_Material provided_
/---

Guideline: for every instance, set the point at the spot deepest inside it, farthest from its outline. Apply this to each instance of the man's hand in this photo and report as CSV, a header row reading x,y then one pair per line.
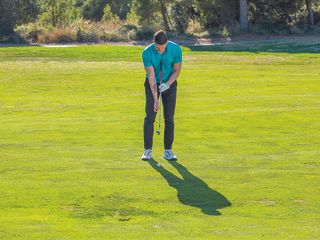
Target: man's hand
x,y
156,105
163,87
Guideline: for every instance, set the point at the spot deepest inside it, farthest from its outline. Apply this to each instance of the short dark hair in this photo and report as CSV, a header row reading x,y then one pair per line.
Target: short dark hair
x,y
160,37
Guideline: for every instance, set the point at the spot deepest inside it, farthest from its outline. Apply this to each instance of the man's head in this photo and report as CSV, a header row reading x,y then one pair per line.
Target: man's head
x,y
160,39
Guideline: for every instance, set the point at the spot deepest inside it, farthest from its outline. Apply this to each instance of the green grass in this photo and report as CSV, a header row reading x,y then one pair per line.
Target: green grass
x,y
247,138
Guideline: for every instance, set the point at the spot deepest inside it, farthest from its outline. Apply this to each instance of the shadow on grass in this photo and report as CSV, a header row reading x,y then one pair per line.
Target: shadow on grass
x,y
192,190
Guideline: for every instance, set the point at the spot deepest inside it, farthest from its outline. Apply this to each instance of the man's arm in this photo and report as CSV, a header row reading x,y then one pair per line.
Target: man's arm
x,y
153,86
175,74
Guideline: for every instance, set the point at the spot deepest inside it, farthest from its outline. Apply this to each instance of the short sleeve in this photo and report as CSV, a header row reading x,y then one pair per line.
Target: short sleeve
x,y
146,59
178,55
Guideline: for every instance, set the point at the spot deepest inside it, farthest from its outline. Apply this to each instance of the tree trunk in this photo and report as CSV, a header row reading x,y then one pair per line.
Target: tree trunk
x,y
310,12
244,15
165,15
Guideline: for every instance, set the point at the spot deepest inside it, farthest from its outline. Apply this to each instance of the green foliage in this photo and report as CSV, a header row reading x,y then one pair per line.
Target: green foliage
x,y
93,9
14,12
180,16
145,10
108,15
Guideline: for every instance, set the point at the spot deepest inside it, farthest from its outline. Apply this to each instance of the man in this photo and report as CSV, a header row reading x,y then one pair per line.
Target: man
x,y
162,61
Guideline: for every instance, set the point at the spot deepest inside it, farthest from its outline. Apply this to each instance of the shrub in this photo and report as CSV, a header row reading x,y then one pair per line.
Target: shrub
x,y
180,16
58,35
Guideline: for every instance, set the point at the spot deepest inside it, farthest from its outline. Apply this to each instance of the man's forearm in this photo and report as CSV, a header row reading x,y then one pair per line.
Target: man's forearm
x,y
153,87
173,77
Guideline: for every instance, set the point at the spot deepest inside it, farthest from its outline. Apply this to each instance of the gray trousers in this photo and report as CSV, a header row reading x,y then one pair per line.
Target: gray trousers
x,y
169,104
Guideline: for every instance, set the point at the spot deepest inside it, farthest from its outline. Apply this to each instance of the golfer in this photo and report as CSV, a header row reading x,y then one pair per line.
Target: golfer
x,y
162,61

\---
/---

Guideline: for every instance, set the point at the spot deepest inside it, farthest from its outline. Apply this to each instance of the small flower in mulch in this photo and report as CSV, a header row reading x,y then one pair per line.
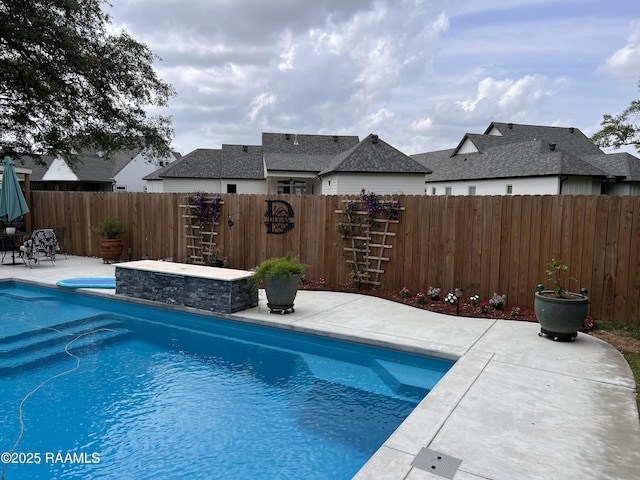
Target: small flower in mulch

\---
/---

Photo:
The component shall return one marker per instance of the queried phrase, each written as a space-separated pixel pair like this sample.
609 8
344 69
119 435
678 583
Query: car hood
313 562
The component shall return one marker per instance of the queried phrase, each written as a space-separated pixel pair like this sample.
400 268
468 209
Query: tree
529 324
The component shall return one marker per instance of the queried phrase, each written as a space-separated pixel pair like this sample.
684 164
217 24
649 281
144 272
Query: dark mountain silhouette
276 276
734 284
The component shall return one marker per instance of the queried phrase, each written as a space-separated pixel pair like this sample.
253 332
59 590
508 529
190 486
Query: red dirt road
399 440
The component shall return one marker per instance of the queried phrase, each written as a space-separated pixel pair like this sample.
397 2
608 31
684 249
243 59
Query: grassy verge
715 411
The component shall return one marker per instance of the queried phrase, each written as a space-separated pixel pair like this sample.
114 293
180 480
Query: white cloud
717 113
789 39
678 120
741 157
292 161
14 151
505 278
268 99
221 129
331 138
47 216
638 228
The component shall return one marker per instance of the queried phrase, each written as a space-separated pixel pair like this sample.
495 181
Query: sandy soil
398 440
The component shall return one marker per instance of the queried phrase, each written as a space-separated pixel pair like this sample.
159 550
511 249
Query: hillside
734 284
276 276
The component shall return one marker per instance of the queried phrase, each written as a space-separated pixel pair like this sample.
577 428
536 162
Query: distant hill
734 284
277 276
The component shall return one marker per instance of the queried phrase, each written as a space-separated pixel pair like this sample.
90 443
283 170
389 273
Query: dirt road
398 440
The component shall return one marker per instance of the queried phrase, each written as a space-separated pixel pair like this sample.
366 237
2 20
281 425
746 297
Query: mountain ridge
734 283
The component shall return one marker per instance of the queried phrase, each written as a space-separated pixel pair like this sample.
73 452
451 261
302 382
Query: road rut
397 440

\---

_What to do_
Extract, from the listing above, every line where the string "flower" occurs.

_Solution_
Guideline: for every instance, set the point at the spot deepest inside it, farthest from its outline. Apply this to each instance of the small flower in mulch in this photo and report as CSV, a header row reading x,y then one pair per line.
Target: small flower in mulch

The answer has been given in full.